§ **TASK DATA**
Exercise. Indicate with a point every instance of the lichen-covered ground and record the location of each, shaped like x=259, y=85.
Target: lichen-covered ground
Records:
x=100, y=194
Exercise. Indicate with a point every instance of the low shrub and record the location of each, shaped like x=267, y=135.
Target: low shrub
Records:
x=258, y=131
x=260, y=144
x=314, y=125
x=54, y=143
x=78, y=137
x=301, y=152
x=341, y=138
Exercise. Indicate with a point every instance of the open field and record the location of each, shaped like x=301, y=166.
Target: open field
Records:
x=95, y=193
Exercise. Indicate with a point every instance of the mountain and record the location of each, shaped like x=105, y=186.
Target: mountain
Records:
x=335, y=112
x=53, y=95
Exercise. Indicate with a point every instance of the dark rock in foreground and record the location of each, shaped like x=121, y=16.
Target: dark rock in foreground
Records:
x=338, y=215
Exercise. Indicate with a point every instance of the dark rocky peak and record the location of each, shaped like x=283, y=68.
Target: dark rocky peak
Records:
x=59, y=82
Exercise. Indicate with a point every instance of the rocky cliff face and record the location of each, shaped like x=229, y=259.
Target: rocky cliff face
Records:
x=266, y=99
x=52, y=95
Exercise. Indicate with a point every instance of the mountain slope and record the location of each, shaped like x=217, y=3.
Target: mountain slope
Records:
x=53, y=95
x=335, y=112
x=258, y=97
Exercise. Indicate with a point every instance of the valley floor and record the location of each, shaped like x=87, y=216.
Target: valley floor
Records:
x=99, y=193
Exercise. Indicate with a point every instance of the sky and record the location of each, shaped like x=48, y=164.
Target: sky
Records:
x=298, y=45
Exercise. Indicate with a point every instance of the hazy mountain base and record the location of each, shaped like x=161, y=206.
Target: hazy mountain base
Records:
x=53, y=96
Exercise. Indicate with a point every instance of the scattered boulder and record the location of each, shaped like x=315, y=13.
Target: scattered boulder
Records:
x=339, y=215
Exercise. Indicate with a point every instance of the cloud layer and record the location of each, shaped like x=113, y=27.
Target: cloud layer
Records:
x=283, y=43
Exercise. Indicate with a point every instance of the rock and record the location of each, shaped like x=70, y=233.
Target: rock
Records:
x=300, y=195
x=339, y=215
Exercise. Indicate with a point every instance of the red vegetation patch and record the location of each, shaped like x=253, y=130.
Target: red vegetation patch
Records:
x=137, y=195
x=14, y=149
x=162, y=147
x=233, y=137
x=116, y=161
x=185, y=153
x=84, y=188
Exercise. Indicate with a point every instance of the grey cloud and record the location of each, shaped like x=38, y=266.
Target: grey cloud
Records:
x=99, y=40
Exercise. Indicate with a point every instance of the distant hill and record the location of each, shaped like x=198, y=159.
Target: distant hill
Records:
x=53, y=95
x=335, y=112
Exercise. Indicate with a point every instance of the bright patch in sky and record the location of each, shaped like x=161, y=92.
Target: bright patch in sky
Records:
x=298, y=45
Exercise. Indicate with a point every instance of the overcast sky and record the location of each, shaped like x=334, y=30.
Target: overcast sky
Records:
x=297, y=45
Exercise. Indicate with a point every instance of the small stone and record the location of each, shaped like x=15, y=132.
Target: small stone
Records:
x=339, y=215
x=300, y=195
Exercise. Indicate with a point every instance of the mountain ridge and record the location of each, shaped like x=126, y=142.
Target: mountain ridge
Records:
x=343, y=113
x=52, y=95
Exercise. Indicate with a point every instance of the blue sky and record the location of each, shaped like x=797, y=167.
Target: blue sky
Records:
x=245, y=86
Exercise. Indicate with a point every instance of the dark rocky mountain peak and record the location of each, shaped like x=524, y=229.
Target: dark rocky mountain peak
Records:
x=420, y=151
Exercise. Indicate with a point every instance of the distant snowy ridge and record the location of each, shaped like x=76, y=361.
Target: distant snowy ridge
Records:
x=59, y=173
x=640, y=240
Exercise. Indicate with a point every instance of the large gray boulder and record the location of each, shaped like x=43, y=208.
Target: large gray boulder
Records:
...
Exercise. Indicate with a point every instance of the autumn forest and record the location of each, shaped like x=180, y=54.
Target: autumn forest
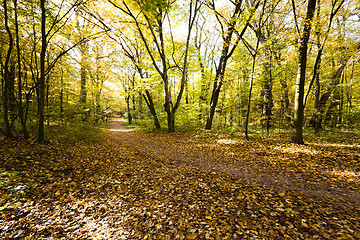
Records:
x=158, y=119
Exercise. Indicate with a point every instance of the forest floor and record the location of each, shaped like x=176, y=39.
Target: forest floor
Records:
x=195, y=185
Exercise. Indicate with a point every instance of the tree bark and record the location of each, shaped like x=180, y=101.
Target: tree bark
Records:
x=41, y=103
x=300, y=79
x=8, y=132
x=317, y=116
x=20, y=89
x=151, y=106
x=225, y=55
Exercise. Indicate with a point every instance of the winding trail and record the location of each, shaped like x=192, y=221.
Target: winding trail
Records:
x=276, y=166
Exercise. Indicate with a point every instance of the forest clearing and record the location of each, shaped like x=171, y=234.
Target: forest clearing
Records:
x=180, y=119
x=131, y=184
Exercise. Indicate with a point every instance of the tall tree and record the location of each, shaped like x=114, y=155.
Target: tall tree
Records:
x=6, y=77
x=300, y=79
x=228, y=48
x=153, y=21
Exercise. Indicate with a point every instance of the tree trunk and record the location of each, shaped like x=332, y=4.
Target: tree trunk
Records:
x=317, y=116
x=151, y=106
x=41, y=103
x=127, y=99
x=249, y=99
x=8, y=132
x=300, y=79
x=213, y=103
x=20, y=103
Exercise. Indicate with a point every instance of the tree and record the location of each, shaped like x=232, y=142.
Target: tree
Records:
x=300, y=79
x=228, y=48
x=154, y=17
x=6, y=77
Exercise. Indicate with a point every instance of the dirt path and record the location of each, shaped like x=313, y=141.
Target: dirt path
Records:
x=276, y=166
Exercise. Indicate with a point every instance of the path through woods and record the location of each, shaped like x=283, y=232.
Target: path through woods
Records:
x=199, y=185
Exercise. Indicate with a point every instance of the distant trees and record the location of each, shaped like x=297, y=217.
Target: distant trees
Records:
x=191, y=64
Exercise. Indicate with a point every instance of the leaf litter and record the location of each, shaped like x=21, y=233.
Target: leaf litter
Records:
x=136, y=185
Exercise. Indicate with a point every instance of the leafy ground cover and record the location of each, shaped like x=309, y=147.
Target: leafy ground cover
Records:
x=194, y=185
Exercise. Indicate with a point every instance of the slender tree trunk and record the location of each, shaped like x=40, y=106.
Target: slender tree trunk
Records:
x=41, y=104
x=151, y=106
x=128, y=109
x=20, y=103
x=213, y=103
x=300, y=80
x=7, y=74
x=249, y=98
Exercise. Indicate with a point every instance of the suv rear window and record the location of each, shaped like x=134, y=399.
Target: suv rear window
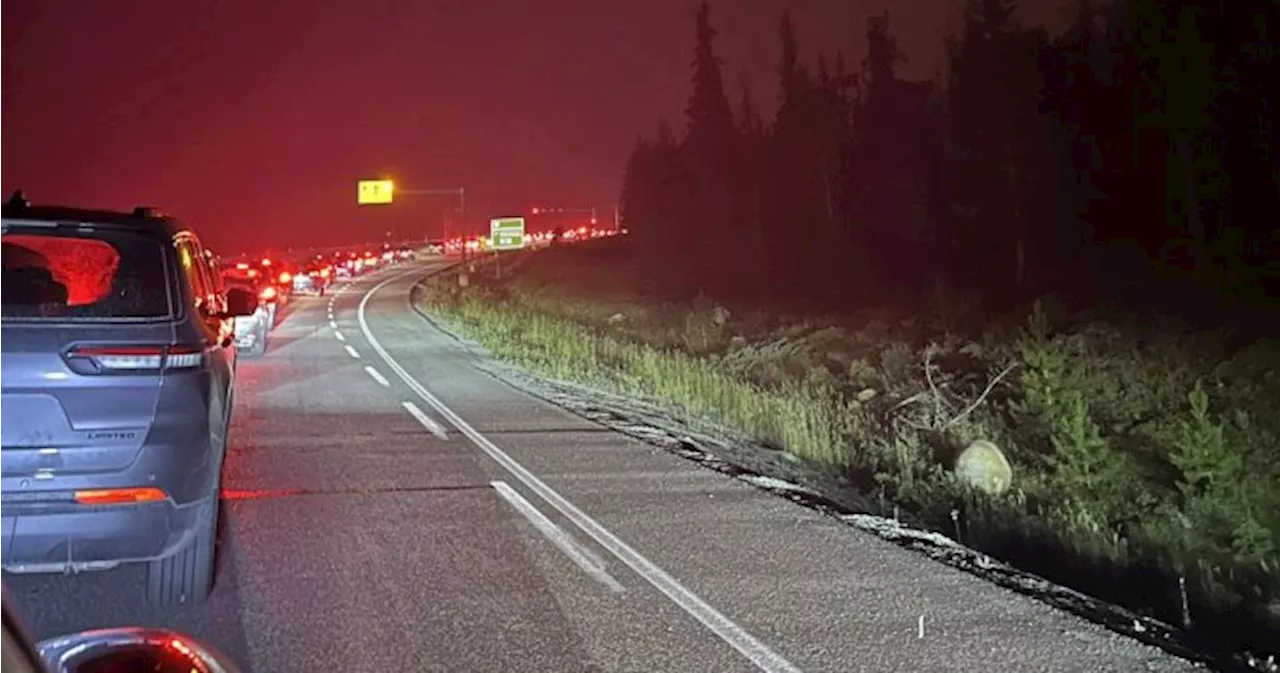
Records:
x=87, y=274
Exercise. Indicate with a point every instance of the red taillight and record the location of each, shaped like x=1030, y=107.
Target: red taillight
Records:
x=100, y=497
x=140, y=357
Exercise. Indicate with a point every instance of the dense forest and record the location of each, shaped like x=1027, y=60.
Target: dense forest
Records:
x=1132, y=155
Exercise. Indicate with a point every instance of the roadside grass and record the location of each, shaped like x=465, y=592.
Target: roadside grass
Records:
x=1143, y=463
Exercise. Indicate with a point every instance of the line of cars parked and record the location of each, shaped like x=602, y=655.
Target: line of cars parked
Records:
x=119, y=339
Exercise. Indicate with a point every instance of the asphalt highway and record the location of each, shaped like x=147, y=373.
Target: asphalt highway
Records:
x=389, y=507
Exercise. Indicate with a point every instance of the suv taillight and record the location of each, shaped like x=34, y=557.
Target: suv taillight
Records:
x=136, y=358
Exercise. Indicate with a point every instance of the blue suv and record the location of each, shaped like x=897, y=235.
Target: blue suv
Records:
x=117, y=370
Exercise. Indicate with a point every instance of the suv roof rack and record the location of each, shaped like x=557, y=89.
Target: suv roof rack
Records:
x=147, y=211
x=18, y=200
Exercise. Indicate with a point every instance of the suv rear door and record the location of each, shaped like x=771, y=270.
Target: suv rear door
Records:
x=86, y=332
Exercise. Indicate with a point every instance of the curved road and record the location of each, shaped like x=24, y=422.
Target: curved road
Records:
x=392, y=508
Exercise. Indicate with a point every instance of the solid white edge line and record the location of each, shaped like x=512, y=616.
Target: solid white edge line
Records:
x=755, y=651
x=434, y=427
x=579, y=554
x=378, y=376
---
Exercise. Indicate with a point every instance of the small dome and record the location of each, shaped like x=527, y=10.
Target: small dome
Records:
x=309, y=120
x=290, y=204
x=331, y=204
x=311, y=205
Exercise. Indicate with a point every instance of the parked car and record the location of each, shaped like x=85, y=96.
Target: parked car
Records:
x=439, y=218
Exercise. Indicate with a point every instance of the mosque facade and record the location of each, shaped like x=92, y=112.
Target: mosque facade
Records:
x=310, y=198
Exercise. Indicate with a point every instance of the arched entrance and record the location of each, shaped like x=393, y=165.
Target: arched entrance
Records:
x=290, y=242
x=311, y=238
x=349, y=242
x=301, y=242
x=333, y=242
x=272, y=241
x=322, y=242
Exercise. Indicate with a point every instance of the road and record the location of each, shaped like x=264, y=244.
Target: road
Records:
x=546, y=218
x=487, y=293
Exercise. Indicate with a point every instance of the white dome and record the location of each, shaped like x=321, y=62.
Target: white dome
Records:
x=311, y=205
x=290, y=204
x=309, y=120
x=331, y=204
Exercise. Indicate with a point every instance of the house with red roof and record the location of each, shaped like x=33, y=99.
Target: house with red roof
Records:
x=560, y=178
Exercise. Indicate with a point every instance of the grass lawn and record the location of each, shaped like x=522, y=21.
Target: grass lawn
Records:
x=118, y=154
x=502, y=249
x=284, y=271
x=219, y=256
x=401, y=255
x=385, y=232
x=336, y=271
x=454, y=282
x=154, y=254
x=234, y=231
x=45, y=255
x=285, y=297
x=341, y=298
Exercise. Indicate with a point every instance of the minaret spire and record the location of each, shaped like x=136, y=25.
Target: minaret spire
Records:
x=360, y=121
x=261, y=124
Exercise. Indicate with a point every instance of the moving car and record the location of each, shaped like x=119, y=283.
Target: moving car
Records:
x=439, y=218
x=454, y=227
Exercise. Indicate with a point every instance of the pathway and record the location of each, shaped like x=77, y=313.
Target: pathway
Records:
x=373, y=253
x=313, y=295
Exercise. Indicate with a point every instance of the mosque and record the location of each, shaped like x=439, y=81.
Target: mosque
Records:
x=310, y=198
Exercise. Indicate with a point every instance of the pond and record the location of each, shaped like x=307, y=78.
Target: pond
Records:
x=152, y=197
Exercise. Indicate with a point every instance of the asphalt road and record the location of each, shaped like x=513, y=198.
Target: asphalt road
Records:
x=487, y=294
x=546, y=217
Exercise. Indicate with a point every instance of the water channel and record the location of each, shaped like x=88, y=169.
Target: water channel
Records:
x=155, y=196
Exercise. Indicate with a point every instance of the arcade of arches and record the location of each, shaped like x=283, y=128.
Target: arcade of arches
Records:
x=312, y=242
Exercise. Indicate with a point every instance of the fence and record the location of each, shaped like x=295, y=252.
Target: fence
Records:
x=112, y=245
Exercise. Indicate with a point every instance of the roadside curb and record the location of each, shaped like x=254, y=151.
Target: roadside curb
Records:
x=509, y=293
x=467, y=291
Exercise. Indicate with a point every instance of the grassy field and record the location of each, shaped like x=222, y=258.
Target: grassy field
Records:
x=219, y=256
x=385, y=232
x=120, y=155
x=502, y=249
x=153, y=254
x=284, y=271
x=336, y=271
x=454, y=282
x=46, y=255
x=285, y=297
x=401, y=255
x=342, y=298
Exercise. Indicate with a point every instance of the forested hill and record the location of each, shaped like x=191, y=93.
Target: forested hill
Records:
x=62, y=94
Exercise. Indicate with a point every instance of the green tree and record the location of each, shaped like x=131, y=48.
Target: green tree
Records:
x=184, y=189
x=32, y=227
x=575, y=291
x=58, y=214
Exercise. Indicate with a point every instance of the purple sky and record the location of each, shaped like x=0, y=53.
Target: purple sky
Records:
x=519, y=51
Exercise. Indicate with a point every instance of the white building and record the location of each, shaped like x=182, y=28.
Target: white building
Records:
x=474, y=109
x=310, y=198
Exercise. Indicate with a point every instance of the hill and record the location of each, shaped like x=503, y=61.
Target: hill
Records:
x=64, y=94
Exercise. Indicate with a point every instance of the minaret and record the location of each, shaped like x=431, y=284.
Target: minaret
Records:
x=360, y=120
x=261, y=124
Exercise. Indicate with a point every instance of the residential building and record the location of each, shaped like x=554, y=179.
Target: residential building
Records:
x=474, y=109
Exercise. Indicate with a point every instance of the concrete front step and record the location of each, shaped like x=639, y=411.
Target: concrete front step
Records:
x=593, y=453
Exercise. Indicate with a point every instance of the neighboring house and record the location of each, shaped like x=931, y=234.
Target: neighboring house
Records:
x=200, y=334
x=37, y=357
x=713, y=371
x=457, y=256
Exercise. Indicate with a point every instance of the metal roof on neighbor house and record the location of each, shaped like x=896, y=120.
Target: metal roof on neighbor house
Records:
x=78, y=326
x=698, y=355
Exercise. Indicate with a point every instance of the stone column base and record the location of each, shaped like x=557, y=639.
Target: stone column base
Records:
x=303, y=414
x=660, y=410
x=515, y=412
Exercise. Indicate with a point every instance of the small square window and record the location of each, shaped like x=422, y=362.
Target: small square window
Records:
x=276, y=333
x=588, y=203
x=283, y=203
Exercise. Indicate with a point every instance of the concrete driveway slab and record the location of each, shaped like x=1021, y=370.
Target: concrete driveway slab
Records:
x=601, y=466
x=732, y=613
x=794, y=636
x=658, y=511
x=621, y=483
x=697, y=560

§ **DIRECTIVE**
Pull out every line of the items above that contains the string "roadside"; case counts.

§ **TASK RESULT**
Exercise. Indicate with a point every instance of the roadside grass and record the location of each, shaped like x=465, y=592.
Target: roadside grass
Exercise. Indicate with a point every instance of the roadside curb and record the location of each, shaped like x=254, y=151.
Target: roadside curb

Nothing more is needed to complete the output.